__TEXT SECTION__
=== Section Start ===

Dr Pramod Kumar Pandey BSc (Hons), MSc, PhD, founder of PharmaGuru.co, is a highly experienced Analytical Research Expert with over 31 years in the pharmaceutical industry. He has played a key role in advancing innovation across leading Indian and global pharmaceutical companies. He can be reached at admin@pharmaguru.co
Analysing non-volatile compounds with GC using Derivatisation
Analysing of Nonvolatile Non-Volatile Compounds With GC: Challenges and Solutions
Analysing non-volatile compounds with Gas Chromatography (GC) can be challenging for chromatographers. However, many non-volatile compounds can be effectively analysed on GC after converting them into volatile derivatives, enabling successful separation and detection.
Gas Chromatography (GC) is a powerful analytical technique widely used in pharmaceutical quality control and research. While it’s most suitable for volatile and thermally stable compounds, modern advancements in derivatisation and instrumentation have made it possible to extend GC applications to nonvolatile pharmaceuticals as well. This blog explores how GC can be adapted for nonvolatile drug compounds, the key challenges involved, and the innovative solutions enabling accurate analysis.
Nonvolatile drugs, including many active pharmaceutical ingredients (APIs) and excipients, are traditionally analysed using Liquid Chromatography (LC). However, GC offers unique advantages:
High separation efficiency
Superior sensitivity for trace-level detection
Robustness for routine analysis
Faster run times with lower solvent consumption
To harness these benefits, nonvolatile compounds must be chemically modified to make them GC-compatible.

=== Section End ===

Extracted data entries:
=== Section Start ===

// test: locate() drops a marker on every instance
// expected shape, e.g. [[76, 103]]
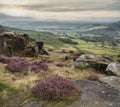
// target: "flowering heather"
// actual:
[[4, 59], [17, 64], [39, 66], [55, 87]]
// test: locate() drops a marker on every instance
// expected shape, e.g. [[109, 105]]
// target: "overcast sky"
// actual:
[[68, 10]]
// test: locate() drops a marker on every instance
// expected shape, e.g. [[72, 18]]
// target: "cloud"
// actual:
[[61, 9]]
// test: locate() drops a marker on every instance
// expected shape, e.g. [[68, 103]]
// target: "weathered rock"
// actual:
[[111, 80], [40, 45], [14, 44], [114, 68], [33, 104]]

=== Section End ===
=== Section Start ===

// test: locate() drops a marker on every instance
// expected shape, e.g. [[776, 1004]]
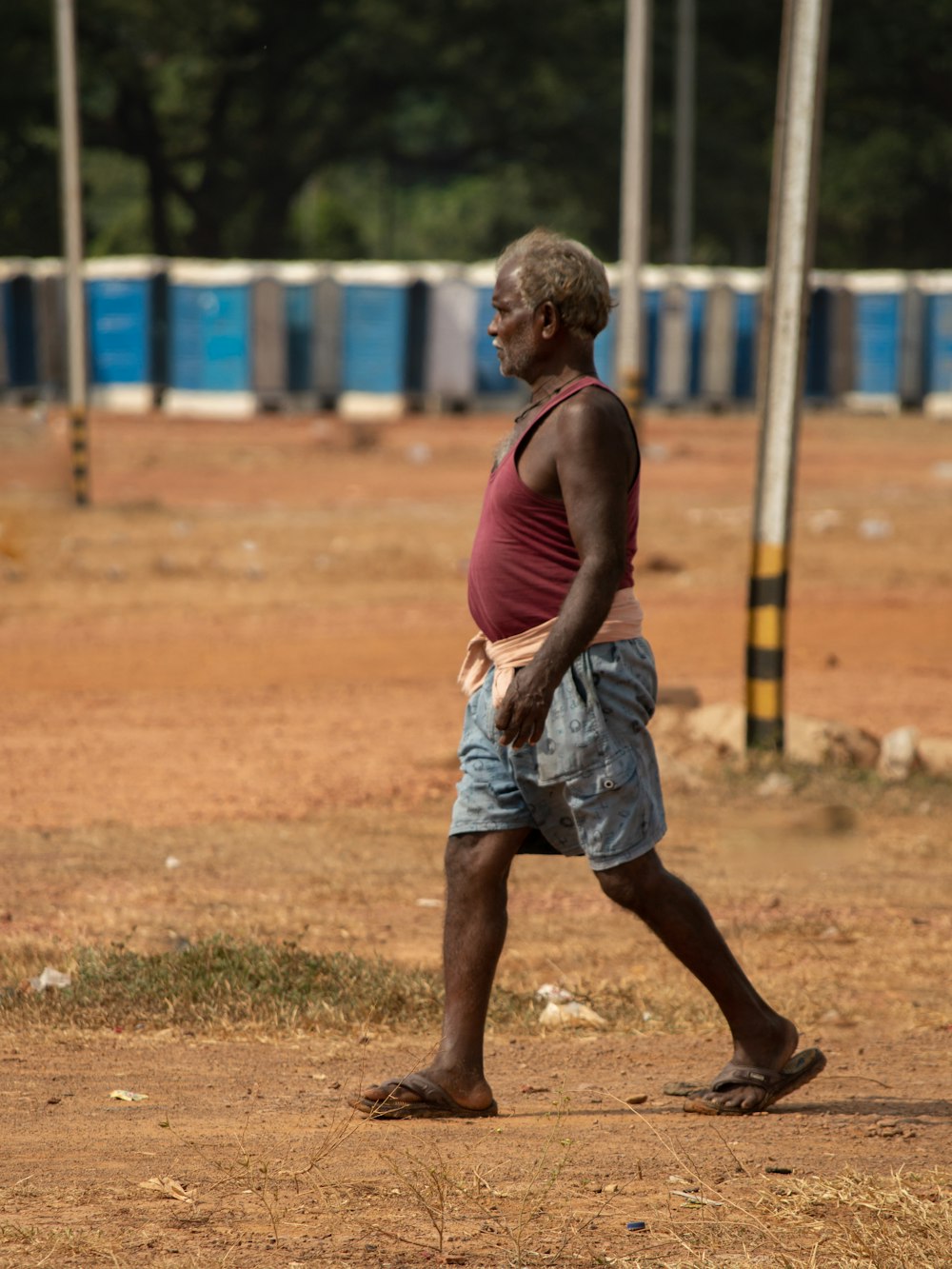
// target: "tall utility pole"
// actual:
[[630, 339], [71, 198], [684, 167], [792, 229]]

=== Section End ===
=== Section Start ===

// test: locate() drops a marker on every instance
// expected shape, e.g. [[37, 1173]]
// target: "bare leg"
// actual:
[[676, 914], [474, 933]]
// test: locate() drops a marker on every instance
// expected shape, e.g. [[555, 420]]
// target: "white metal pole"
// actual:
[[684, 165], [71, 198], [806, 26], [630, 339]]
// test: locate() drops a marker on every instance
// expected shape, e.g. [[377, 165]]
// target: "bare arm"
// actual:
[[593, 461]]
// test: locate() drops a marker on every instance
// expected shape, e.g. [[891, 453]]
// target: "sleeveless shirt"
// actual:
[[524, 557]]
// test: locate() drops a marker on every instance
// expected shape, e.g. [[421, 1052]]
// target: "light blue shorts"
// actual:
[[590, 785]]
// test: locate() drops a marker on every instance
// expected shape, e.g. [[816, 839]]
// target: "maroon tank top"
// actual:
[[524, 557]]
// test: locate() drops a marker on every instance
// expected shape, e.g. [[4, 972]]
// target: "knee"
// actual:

=== Section End ===

__TASK GOAL__
Reproduce verbatim the portion of the text above on analyzing nonvolatile compounds by gas chromatography that begins with the words containing "Nonvolatile drugs, including" and ends with "make them GC-compatible.".

__COMPLETED EXERCISE__
Nonvolatile drugs, including many active pharmaceutical ingredients (APIs) and excipients, are traditionally analysed using Liquid Chromatography (LC). However, GC offers unique advantages:
High separation efficiency
Superior sensitivity for trace-level detection
Robustness for routine analysis
Faster run times with lower solvent consumption
To harness these benefits, nonvolatile compounds must be chemically modified to make them GC-compatible.